Data provided ::
:::

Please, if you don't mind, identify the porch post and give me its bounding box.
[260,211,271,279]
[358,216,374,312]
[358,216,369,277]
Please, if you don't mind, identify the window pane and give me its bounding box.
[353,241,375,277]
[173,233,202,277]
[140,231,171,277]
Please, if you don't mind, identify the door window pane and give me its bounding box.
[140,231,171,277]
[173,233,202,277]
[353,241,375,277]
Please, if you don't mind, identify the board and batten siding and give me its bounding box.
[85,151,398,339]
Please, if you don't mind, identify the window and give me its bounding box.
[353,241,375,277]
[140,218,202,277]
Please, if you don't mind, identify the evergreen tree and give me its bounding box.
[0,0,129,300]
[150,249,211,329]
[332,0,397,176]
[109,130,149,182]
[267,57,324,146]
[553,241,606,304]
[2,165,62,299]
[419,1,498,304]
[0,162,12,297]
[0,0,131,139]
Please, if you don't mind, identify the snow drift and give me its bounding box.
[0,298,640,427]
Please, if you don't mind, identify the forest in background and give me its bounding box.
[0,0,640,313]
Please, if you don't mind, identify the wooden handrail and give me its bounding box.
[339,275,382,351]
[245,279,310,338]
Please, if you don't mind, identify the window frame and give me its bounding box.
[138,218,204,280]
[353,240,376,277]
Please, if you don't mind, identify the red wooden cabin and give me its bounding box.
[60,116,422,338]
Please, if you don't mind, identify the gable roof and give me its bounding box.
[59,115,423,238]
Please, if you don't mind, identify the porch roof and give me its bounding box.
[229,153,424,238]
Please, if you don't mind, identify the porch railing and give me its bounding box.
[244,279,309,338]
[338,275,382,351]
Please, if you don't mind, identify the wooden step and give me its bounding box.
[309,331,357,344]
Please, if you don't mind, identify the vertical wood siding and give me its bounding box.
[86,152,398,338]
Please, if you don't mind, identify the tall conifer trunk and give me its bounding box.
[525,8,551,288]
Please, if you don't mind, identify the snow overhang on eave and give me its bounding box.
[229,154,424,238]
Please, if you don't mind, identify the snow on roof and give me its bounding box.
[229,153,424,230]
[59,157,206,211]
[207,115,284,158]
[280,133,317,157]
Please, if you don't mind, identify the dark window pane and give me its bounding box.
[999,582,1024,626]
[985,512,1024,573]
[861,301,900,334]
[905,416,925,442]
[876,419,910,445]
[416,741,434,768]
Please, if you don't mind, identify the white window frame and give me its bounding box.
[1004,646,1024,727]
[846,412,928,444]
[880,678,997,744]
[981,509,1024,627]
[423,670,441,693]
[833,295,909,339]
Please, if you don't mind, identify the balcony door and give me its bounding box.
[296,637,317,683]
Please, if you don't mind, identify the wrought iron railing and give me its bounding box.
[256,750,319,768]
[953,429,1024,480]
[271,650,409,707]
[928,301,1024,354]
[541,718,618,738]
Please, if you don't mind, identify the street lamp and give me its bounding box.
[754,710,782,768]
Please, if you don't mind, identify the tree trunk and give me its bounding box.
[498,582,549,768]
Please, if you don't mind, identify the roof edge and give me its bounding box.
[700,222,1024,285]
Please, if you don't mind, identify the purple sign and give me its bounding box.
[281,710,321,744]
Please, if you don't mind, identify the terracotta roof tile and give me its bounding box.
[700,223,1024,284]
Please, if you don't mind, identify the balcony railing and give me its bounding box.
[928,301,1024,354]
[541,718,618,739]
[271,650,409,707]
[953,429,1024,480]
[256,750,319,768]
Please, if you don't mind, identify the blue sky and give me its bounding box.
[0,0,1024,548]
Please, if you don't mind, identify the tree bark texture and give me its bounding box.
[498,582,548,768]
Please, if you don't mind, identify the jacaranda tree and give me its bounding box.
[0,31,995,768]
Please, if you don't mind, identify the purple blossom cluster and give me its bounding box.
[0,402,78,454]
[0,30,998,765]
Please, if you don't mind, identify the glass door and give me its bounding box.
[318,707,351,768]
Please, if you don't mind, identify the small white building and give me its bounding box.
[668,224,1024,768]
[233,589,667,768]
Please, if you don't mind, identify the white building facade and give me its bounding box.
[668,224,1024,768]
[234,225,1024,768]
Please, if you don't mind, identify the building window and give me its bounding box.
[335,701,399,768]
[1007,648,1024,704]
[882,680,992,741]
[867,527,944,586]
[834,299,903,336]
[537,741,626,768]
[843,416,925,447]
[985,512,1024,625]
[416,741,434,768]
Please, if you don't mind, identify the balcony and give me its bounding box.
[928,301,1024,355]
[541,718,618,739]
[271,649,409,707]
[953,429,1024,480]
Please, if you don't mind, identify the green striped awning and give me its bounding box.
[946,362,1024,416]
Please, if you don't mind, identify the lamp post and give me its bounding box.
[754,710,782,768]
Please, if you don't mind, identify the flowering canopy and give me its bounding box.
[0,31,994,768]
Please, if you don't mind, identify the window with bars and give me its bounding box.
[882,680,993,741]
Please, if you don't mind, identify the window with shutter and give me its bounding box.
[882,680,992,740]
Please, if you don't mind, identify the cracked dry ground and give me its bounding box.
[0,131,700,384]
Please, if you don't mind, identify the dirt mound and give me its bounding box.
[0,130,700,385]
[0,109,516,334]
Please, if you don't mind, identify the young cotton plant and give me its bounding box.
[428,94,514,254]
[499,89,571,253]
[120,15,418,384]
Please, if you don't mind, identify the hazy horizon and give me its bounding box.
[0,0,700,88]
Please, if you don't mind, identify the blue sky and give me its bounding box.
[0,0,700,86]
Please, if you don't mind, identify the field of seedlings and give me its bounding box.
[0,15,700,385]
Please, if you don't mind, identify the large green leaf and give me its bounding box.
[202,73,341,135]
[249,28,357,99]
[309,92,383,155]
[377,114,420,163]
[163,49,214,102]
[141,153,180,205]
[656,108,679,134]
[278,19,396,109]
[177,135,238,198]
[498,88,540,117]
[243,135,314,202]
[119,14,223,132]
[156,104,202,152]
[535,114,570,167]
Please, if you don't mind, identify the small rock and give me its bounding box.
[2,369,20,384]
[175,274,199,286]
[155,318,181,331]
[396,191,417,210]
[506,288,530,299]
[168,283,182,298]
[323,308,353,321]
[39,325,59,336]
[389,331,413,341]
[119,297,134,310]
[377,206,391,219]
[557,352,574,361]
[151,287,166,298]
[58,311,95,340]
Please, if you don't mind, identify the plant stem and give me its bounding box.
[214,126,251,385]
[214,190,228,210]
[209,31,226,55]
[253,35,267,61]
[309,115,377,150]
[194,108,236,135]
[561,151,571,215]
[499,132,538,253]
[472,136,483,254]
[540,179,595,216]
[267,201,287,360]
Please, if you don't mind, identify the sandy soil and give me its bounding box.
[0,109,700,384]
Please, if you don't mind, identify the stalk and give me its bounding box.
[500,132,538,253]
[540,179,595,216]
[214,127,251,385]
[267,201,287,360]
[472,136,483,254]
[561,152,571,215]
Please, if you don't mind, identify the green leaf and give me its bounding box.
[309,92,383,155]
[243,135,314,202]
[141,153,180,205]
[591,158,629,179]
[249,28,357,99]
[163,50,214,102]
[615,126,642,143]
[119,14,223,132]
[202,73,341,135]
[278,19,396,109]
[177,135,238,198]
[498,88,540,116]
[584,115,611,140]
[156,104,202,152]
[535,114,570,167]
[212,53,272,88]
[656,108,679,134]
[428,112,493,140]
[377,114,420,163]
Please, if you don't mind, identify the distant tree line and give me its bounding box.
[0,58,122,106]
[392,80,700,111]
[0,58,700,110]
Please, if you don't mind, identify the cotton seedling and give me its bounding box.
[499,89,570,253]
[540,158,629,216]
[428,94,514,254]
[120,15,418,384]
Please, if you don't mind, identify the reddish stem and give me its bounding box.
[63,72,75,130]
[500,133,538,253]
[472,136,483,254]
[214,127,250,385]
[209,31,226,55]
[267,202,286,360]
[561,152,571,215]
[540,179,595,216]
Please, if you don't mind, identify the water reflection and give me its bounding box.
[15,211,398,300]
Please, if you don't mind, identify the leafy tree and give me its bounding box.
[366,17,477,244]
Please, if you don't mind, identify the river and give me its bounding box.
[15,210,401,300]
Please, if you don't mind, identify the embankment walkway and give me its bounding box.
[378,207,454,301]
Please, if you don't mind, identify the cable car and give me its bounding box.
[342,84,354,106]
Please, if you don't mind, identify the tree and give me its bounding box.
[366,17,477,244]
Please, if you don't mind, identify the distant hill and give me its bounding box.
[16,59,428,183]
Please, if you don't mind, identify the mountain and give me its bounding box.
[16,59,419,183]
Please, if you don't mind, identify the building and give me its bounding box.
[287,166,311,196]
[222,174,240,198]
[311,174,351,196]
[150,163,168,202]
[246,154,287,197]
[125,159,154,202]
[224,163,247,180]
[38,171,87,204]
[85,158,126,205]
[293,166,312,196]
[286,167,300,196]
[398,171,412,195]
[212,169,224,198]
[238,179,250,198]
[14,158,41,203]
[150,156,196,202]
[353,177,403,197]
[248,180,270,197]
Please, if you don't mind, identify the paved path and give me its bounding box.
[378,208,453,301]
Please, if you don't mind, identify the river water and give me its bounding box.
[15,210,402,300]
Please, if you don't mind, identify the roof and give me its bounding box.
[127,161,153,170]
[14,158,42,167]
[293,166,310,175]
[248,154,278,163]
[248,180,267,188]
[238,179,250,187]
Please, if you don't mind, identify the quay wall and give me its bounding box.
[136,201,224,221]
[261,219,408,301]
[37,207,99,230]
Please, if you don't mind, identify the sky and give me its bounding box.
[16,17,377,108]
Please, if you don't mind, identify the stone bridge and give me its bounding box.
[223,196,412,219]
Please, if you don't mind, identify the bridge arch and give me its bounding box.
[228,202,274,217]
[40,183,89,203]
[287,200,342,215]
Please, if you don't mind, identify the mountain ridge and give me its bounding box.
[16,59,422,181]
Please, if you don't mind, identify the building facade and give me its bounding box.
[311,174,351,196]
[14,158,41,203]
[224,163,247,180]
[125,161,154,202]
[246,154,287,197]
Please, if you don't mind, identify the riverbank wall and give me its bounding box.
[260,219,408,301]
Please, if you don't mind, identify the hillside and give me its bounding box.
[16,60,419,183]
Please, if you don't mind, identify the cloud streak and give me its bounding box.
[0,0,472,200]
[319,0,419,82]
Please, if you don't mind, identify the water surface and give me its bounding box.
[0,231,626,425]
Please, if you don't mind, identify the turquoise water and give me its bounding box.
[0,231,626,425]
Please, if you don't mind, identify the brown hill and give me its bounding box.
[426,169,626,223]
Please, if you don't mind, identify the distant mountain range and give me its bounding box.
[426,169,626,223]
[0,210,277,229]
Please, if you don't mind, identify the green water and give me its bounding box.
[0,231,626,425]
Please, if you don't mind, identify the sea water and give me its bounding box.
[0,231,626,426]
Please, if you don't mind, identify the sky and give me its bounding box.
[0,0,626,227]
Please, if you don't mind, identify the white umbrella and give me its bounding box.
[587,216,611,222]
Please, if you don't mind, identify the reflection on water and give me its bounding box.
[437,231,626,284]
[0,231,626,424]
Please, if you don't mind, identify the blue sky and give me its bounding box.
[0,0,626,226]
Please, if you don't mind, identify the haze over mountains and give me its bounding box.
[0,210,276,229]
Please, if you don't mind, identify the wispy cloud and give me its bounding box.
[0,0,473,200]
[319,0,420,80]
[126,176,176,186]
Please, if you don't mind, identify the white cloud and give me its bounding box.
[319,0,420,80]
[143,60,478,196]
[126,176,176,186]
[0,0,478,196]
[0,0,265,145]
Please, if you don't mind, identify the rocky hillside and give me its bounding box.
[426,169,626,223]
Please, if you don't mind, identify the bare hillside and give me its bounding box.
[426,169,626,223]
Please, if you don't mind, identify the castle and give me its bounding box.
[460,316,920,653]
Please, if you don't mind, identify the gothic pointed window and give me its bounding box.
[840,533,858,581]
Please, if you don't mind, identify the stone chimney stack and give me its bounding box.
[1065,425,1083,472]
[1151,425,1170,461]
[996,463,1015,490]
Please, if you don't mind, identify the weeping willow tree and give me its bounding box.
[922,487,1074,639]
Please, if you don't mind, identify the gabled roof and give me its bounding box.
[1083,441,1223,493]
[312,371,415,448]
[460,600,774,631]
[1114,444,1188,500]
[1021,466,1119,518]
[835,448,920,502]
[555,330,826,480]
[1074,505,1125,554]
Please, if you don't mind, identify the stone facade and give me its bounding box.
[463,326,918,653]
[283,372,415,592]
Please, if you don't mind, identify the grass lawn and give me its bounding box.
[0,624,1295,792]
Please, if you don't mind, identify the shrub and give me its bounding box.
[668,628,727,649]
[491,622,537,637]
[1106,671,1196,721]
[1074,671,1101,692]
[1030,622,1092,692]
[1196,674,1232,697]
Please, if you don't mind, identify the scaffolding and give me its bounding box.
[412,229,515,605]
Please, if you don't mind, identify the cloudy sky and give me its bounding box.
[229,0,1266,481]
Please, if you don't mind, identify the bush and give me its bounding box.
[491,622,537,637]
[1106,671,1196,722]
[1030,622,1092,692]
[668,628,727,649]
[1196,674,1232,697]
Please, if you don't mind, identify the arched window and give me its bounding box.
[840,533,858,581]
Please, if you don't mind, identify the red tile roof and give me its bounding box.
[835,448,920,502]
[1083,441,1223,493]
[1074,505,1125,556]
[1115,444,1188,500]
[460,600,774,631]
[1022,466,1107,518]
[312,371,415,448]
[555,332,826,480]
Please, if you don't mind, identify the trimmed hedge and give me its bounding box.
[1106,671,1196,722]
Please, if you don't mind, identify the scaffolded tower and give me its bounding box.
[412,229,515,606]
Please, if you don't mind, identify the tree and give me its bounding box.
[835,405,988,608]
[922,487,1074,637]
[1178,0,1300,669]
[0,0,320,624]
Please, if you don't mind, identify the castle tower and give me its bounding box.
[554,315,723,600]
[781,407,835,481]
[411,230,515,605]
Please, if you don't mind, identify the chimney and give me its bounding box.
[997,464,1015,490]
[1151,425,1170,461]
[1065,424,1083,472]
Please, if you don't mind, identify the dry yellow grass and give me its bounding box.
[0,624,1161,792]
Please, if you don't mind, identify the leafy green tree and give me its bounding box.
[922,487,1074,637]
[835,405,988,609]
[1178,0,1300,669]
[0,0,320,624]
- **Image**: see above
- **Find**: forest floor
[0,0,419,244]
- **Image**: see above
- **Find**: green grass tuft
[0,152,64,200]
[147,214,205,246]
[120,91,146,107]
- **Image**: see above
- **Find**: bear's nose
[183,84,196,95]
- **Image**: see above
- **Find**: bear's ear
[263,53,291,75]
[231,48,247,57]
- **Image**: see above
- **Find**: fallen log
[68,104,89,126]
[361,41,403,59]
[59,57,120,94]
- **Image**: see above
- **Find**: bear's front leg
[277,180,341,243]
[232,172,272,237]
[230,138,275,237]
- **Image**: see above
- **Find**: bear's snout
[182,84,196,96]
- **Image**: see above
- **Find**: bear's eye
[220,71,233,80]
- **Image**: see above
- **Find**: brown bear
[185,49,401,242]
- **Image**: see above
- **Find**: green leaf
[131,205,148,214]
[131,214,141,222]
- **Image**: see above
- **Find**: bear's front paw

:::

Task requirements :: Reproduce the records from their first line through the line that contains "[140,218,202,277]", replacing "porch post" with "porch column" and leaving everything else unchanged.

Result ::
Please, if you don't mind, identify the porch column and give me its bounding box.
[260,211,271,279]
[358,216,374,312]
[358,216,369,277]
Please, if you don't mind, identify the window pane and give me its bounding box.
[353,241,375,277]
[173,233,202,277]
[140,231,171,277]
Please, if you don't mind, identify the door window pane and give me its bounding box.
[140,231,171,277]
[173,233,202,277]
[353,241,375,277]
Please, if you don't mind, identify the board and batten siding and give me its bounding box.
[85,151,398,339]
Please, if you don't mind, identify the window and give me its bounding box.
[353,241,375,277]
[140,218,202,277]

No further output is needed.